*Problem set*
1 - Decide whether each statement below agrees with the logo detection test results: (a) the similarity threshold used in the test run was 0.70; (b) margin-based matching produced more true positives than multi-ref (max) matching; (c) simple matching is suited to production use. For each, answer yes or no and quote the words of the text that settle it.
2 - Update the logo detection test results from "Simple Matching" up to and including "of CLIP embeddings.", putting "reference point" in place of "baseline".

*Provided text*
※

This document provides analysis of logo detection test results across different matching methods and configurations.


Test Run: CLIP Defaults with All Matching Methods

Date: 2025-12-31 Embedding Model: openai/clip-vit-large-patch14 (default)

Test Configuration

Parameter Value
Reference logos 20
Refs per logo 10
Total reference embeddings 189
Positive samples per logo 20
Negative samples per logo 100
Test images processed ~2,350
Similarity threshold 0.70
DETR threshold 0.50
Margin 0.05
Min matching refs 3
Random seed 42

Results Summary

Method TP FP FN Precision Recall F1
Simple 751 58,221 9 1.3% 203.5%* 2.5%
Margin 60 26 310 69.8% 16.3% 26.4%
Multi-ref (mean) 233 217 170 51.8% 63.1% 56.9%
Multi-ref (max) 278 259 136 51.8% 75.3% 61.4%

*Recall >100% indicates multiple true positive detections per expected logo (multiple detected regions matching the same logo).

Analysis by Method

Simple Matching

The simple method returns ALL logos above the similarity threshold without any rejection logic. This serves as a baseline to understand the raw discriminative power of CLIP embeddings.

Observations:

  • 58,221 false positives vs 751 true positives (~78:1 ratio)
  • At threshold 0.70, CLIP embeddings are not discriminative enough to distinguish between different logos
  • The extremely high false positive count indicates that unrelated logo regions frequently produce similarity scores above 0.70
  • This method is unsuitable for production use but valuable for understanding the embedding space

Margin-Based Matching

The margin method requires the best match to exceed the second-best by a minimum margin (0.05), rejecting ambiguous matches.

※

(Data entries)
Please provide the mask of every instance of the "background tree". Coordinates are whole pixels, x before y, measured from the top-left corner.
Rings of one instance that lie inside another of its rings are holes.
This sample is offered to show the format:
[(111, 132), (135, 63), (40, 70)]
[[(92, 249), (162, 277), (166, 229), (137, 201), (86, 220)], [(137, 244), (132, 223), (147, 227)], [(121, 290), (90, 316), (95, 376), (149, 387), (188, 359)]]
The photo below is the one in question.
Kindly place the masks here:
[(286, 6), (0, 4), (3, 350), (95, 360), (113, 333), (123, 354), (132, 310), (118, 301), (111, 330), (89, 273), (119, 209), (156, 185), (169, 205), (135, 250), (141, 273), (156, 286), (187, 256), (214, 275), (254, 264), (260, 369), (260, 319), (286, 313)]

※

*Task-by-task outputs*
1 -
(a) Yes: "Similarity threshold 0.70"
(b) No: "Margin 60 26 310 69.8% 16.3% 26.4%" and "Multi-ref (max) 278 259 136 51.8% 75.3% 61.4%"
(c) No: "This method is unsuitable for production use"

2 -
Simple Matching

The simple method returns ALL logos above the similarity threshold without any rejection logic. This serves as a reference point to understand the raw discriminative power of CLIP embeddings.